DIRECTION - Pull every line of the listing below and copy each one out word for word, without changing anything.

::: DATA ROWS :::

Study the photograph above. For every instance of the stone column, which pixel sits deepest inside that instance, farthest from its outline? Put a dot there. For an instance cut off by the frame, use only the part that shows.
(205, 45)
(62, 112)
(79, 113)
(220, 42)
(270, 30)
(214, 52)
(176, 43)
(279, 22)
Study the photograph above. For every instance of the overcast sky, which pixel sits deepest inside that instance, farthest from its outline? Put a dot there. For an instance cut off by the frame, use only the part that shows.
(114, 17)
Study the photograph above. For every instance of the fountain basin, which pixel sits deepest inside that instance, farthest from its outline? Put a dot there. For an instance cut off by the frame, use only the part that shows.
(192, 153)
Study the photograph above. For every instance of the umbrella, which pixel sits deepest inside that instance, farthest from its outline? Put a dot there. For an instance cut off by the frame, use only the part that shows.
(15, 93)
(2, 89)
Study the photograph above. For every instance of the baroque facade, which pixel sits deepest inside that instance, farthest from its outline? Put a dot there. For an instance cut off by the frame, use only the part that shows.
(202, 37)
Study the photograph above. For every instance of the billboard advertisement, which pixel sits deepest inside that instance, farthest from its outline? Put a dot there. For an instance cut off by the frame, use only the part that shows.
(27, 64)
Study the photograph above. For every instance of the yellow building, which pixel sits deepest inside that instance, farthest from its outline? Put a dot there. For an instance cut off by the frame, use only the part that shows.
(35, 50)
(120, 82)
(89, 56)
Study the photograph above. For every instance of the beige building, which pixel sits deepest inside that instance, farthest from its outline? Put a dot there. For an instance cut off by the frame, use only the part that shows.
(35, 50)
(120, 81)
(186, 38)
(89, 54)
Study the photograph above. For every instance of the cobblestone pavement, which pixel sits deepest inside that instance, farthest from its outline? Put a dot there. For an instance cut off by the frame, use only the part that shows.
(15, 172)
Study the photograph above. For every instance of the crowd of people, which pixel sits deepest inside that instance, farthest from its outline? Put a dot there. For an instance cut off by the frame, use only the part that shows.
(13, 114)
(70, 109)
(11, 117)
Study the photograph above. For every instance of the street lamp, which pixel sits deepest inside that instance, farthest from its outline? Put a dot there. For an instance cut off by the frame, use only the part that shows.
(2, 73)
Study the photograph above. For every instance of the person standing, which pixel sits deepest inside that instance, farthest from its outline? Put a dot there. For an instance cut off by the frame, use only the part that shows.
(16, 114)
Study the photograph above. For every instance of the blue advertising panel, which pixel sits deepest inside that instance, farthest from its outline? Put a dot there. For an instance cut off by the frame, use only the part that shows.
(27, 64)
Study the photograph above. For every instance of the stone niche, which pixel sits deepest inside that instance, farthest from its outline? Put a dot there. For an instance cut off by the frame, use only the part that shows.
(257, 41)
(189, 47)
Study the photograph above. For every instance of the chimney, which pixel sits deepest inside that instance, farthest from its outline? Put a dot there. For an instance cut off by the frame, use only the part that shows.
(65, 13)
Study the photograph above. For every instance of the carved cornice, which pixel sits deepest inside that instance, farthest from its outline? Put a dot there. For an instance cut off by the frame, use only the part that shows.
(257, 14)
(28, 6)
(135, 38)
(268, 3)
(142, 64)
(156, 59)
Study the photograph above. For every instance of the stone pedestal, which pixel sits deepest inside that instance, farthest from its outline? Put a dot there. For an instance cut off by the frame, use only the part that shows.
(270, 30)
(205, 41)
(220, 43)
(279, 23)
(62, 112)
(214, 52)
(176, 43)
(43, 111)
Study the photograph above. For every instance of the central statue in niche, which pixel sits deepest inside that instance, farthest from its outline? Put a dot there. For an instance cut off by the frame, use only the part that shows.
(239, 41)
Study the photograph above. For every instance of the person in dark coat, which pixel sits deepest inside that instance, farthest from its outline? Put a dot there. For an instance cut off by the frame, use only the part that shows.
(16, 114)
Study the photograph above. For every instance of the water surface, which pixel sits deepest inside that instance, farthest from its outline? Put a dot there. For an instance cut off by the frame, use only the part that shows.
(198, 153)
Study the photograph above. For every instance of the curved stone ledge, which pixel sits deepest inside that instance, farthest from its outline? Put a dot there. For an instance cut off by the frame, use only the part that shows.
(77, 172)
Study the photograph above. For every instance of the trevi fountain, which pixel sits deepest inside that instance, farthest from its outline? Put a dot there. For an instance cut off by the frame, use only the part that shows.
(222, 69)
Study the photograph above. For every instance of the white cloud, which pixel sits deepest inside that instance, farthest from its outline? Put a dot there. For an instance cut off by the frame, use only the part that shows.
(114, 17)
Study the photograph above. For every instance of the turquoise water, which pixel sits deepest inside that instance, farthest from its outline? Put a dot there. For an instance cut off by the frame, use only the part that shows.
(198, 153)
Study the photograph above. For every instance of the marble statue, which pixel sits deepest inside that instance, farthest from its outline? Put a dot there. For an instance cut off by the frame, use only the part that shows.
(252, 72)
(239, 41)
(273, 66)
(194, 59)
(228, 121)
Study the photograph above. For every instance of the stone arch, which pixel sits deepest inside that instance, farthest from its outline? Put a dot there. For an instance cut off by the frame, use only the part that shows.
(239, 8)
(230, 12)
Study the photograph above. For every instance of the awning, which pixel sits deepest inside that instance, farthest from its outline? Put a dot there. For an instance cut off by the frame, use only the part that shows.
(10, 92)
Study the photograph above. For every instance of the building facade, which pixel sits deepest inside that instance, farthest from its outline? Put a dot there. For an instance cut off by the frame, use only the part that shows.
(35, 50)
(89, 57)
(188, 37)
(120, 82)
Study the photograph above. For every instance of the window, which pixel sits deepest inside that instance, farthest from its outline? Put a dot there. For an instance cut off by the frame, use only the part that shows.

:::

FINISHED EXERCISE -
Study the photograph above. For every instance of the stone column, which pixel sits deepest inside that instance, farthest from its outline? Put a dot there. For an instance cut off by the frame, use only the part that shows.
(205, 45)
(62, 112)
(79, 113)
(220, 42)
(270, 30)
(214, 52)
(176, 43)
(279, 22)
Study the photograph above. For every instance of the overcast sky, which pixel sits deepest inside that instance, farthest from its outline? Put a dot there. For an instance cut off by the frame, use only the part that shows.
(114, 17)
Study the photograph above. For every instance of the fountain basin, which pixel sits deepest inside that instance, farthest from its outline? Put a dot there. For an instance cut off by the frame, use only the part that shows.
(192, 153)
Study the photograph above. For every instance of the umbrella, which pixel sits deepest inside that instance, farthest from its outline? Put a dot there. For an instance cut off by the frame, use only the part that shows.
(15, 93)
(2, 89)
Study the photograph above. For every instance of the baroque facade, which pixel sits deepest inside that instance, farthest from its outline? Put a dot there. For an instance cut off by the frame, use only the part that shows.
(202, 37)
Study the photograph above. For every instance of the billboard advertisement, which pixel sits deepest inside that instance, farthest from its outline? Put a dot there. For an instance cut off by the frame, use only the part that shows.
(27, 64)
Study the photograph above. For every instance of the yellow building, which pixel sits deepest inside that instance, farthest from its outline? Put a dot there. For an instance cut off by the frame, use only the part that shows.
(35, 50)
(120, 82)
(89, 56)
Study the photograph above. For every instance of the beige building, which pixel sits deepest inside that instance, farthest from its outline? Put a dot there. For an instance cut off by the frame, use only the part that shows.
(35, 50)
(120, 81)
(186, 38)
(89, 54)
Study the photograph above. For every instance of the cobblestone pavement, which pixel sits deepest inside that instance, farthest from its outline? Put a dot there. For an instance cut off by the frame, use only the part that shows.
(15, 172)
Study the photograph above. For every instance of the crowd of people, which pixel sits deepest inside that instance, farthest from its outline? Put a dot there. For an instance cut off by the frame, use only the part that shows.
(13, 114)
(70, 109)
(11, 117)
Study the photograph above. For every instance of the street lamp, which pixel sits deepest inside that instance, farthest from its outline? Put a dot there. For an instance cut off by the frame, use only the part that shows.
(2, 73)
Study the photograph above. For every instance of the person standing, which pixel sits deepest inside that instance, farthest from its outline? Put a dot there. For an instance cut off by the frame, use only the part that shows.
(16, 114)
Study the photograph above. For every instance of the blue advertising panel, which pixel sits deepest inside that instance, farthest from its outline? Put a dot there. For an instance cut off by the frame, use only the part that shows.
(27, 64)
Study the photograph above. For every instance of the stone niche, which pixel sits deepest inside that instance, farthest from its outline? Put a dot there. For an instance cut off by the frame, use only the part that shows.
(257, 41)
(189, 47)
Study the photograph above. For every instance of the chimney, which pixel sits deepest inside that instance, farthest from its outline? Put a dot there. For an instance cut off by the frame, use only the part that shows.
(65, 13)
Study the photograph above. For every instance of the carved cornice, which pixel sits deepest inside that instance, farthest from its outline? Put a dot there. For an instance cut off by the frame, use only the part that shows.
(257, 14)
(28, 6)
(135, 38)
(268, 3)
(142, 64)
(156, 59)
Study the photograph above. For every instance of the stone pedestal, which pixel sits deepest inside that instance, farthest from its outline? Put a dot there. For an instance cut off by the frame, use only the part that shows.
(270, 30)
(205, 41)
(220, 43)
(279, 23)
(62, 112)
(214, 52)
(176, 43)
(43, 111)
Study the photograph above. For every instance of the central statue in niche, which pixel sits deepest inside that instance, farthest from its outline? Put a dot there. For an instance cut off by the frame, use only the part that shows.
(239, 41)
Study the photograph above. For every instance of the person in dark coat, which pixel sits deepest inside that instance, farthest from its outline? Put a dot there. For an instance cut off by the frame, use only the part that shows.
(16, 114)
Study the photograph above. For every instance of the water surface, which pixel sits deepest inside that instance, farthest from its outline? Put a dot there. For an instance cut off by the frame, use only the part that shows.
(198, 153)
Study the photograph above. For every instance of the curved stone ledge, which pixel sits deepest inside that instance, farthest from its outline? Put a dot there. For an instance cut off by the frame, use only the part that shows.
(77, 172)
Study the photograph above. For every instance of the trevi fountain, which pixel sits deepest inside that instance, farthest from its outline? Put a dot there. For an instance cut off by the frame, use only the part that shows.
(222, 69)
Study the photograph above. For every instance of the white cloud, which pixel sits deepest inside that instance, farthest from its outline? Put a dot there. For an instance cut off by the frame, use only the part that shows.
(114, 17)
Study the photograph above. For every instance of the turquoise water, which pixel sits deepest inside that instance, farthest from its outline? Put a dot there. For an instance cut off by the frame, use only the part that shows.
(198, 153)
Study the photograph above. For every instance of the marble statue, which pixel sits deepest inside that instance, farthest from its outline? Put a dot there. For an instance cut off by the frame, use only the part that shows.
(252, 72)
(239, 41)
(273, 66)
(194, 59)
(228, 121)
Study the photograph above. For every instance of the stone arch, which pixel sits deepest inside that instance, farthest from its outline? Put a dot there. For an instance cut off by the frame, use only the part that shows.
(239, 8)
(230, 12)
Study the photograph above. For every instance of the awning, which pixel sits deepest inside that instance, farthest from its outline? Put a dot there. For an instance cut off by the frame, use only the part that shows.
(10, 92)
Study the photograph above. For every instance of the building facade, which pixel sits deepest inside that instance, farthest from its outline? Put a dot there. For an instance cut off by the frame, use only the part that shows.
(35, 50)
(89, 57)
(188, 37)
(120, 82)
Study the photograph above. For every instance of the window, which pixel sits deepest inside that instance, farthest from its outline? Put a dot there. For an instance cut off by the frame, use only the part that shows.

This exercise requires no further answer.